[start]
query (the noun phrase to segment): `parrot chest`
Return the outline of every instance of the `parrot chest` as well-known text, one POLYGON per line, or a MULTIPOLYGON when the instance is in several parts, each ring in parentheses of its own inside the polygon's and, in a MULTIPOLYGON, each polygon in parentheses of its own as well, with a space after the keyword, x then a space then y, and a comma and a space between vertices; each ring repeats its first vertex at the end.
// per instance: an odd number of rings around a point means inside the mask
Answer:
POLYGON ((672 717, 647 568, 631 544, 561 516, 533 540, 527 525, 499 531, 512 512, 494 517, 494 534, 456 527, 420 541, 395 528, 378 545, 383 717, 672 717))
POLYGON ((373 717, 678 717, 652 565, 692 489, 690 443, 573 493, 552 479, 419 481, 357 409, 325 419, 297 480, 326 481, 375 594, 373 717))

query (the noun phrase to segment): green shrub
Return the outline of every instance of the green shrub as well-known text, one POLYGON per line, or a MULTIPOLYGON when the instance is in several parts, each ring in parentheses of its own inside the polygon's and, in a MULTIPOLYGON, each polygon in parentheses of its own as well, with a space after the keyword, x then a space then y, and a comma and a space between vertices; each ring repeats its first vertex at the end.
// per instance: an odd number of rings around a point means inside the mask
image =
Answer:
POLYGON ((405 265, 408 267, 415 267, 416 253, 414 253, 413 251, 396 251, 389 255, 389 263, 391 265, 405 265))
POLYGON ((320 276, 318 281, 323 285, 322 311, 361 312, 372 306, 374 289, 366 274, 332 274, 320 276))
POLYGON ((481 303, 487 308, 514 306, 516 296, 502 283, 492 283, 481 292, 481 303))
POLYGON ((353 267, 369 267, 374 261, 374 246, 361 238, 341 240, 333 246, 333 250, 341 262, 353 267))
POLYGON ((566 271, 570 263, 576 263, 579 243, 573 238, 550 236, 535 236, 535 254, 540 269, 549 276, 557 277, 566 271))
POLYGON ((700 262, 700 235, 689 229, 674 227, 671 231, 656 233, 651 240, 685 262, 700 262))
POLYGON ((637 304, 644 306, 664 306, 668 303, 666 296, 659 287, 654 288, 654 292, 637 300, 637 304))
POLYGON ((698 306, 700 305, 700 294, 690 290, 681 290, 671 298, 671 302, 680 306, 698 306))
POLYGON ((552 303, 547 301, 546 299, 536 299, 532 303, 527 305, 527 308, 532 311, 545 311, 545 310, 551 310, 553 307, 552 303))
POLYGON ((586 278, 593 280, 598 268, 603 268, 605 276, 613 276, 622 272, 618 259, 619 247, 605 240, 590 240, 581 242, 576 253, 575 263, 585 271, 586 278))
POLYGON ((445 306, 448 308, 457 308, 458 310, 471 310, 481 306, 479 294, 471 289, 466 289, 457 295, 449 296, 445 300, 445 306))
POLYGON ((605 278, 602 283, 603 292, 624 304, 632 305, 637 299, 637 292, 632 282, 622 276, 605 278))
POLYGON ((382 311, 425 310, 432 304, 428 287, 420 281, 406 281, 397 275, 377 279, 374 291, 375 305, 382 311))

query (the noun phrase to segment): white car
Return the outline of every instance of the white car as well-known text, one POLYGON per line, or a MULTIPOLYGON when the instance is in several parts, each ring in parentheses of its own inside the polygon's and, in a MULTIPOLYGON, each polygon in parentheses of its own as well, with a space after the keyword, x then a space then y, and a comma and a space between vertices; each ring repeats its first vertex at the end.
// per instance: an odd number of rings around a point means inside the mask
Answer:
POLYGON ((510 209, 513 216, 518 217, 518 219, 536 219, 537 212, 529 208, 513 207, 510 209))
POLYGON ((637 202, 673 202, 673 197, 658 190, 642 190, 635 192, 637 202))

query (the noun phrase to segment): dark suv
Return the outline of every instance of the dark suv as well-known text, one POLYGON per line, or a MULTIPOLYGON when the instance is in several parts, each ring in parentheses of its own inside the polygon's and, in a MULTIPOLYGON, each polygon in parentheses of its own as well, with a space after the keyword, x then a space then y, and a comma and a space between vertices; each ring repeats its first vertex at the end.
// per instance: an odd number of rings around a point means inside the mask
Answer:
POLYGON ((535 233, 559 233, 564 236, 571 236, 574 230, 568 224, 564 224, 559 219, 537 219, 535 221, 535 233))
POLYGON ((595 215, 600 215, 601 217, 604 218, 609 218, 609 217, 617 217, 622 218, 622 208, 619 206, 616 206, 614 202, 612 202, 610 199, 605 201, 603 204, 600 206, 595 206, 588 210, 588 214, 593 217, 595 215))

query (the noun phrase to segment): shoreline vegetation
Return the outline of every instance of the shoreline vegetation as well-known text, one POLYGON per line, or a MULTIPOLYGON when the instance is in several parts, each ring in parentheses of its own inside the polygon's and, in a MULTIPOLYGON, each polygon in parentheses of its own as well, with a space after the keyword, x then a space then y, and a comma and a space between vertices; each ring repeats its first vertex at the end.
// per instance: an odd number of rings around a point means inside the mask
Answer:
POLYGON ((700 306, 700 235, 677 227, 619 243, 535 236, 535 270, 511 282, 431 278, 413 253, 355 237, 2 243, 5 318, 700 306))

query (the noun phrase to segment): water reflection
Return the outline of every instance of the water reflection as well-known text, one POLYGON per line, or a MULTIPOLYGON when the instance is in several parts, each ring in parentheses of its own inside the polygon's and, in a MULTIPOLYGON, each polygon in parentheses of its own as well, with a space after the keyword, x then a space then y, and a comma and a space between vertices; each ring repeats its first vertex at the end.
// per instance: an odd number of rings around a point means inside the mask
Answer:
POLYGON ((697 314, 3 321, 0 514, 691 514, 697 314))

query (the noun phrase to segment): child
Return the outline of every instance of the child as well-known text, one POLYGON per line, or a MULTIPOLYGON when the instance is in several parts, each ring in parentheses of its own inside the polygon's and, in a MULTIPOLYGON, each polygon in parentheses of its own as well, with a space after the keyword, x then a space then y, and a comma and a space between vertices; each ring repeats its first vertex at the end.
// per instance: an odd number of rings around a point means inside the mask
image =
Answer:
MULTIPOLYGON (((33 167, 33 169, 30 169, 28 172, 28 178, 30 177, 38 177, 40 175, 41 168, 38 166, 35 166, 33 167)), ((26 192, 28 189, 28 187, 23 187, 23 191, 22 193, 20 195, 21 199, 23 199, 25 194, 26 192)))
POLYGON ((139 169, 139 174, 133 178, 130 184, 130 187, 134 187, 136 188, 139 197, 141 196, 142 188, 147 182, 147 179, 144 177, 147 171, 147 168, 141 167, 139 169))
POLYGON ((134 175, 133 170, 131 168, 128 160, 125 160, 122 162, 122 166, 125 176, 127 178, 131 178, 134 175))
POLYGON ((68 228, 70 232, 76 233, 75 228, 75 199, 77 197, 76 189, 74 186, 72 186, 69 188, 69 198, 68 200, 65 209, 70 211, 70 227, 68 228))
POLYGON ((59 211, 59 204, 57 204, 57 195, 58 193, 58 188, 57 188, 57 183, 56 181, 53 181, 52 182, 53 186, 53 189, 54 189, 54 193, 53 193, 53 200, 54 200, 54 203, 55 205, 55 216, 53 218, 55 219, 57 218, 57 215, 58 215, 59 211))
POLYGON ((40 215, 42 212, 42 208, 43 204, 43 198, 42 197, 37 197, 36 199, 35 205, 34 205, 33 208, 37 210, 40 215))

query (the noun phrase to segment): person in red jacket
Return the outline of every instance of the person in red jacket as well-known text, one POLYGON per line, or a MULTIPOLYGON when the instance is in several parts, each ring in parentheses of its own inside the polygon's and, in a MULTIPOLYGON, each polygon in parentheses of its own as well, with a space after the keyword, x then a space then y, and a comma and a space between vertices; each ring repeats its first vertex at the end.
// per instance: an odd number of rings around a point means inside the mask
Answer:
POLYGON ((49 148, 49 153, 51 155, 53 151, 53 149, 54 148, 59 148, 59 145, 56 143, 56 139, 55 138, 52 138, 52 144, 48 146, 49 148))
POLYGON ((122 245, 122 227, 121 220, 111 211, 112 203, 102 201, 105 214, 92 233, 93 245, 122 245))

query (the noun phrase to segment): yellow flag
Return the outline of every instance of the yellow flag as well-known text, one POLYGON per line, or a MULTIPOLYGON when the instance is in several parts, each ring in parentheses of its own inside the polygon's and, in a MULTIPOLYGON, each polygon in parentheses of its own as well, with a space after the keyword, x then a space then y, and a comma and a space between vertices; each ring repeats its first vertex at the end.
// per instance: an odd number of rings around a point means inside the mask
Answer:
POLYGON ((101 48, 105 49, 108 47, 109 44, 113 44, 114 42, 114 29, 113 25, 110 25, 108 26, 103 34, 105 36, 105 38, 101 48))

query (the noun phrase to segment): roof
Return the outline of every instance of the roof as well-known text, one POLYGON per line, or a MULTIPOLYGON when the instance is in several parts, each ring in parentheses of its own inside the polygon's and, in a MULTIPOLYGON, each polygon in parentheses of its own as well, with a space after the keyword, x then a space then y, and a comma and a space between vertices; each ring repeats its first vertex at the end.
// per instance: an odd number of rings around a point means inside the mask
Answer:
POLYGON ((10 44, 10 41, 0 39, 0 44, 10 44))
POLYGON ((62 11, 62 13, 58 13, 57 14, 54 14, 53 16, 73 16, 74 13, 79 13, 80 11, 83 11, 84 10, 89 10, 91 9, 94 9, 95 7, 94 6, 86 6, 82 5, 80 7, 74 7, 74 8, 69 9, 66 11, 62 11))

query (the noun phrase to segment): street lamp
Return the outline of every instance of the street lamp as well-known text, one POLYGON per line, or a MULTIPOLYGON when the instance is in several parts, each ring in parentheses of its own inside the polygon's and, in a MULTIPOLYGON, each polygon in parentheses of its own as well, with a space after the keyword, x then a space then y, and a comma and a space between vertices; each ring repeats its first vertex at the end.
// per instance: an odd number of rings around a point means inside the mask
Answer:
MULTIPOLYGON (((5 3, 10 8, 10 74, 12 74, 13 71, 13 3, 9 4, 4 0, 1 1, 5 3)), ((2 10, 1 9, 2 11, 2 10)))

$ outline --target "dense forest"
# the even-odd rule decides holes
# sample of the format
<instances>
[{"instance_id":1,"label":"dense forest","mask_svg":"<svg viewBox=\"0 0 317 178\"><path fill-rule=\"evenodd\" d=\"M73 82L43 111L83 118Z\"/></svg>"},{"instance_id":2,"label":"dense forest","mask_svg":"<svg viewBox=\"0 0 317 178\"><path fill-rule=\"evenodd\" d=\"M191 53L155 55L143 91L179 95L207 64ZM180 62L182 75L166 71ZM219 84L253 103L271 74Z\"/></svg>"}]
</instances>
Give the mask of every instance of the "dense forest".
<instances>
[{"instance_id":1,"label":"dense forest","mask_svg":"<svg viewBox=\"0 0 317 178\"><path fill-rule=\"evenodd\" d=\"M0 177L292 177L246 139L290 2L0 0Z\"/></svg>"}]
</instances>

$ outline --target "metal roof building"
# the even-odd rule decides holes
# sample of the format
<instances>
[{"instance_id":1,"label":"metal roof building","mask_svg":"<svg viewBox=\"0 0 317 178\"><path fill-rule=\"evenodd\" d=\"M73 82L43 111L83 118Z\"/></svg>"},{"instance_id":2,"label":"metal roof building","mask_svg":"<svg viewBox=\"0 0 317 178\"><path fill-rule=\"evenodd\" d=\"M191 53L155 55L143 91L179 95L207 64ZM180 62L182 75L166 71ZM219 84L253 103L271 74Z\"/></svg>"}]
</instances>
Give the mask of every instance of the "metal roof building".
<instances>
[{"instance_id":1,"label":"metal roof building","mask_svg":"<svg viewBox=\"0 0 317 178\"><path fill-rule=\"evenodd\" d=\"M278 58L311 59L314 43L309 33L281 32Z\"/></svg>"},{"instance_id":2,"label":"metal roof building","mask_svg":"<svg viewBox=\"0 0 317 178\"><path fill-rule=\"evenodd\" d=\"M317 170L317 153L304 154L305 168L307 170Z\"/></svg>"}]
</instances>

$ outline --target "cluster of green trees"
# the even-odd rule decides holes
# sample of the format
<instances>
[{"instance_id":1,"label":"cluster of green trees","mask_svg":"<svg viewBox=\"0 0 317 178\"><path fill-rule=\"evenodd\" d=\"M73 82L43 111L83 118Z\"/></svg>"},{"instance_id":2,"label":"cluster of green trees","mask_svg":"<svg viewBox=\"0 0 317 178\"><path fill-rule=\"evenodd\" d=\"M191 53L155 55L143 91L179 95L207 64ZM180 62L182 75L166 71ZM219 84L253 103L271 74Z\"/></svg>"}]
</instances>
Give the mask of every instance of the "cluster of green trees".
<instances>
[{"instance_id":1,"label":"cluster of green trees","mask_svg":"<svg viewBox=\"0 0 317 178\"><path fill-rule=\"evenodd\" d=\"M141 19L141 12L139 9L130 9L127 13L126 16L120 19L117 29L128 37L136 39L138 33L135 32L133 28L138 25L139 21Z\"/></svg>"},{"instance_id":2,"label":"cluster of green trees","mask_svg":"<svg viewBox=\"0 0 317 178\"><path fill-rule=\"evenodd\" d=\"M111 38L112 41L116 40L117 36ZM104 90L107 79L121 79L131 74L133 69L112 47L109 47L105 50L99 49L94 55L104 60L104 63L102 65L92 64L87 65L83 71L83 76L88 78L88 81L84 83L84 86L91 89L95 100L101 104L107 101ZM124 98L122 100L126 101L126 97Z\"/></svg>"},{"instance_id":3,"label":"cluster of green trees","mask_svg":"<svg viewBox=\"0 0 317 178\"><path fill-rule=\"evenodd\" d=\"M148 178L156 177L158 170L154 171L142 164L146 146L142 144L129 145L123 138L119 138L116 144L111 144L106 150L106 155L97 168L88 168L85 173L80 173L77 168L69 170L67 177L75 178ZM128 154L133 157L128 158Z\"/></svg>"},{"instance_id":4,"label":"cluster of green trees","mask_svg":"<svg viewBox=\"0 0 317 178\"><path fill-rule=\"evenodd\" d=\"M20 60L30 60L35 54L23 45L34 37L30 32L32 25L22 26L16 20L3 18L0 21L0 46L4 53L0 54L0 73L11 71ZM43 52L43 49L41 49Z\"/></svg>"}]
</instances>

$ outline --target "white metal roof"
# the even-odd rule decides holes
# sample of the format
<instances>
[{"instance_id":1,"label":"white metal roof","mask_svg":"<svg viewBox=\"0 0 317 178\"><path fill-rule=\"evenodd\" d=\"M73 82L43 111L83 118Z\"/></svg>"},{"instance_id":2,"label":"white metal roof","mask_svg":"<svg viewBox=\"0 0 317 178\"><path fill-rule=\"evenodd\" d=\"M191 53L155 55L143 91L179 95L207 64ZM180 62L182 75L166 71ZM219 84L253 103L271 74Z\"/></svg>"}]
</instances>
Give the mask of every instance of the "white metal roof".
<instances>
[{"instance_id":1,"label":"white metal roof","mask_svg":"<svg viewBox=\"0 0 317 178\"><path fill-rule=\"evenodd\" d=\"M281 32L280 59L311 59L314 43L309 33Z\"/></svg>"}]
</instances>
[end]
• OBJECTIVE: How many lines of the data above contain the string "parrot"? Give only the number.

• EXERCISE SOLUTION: 2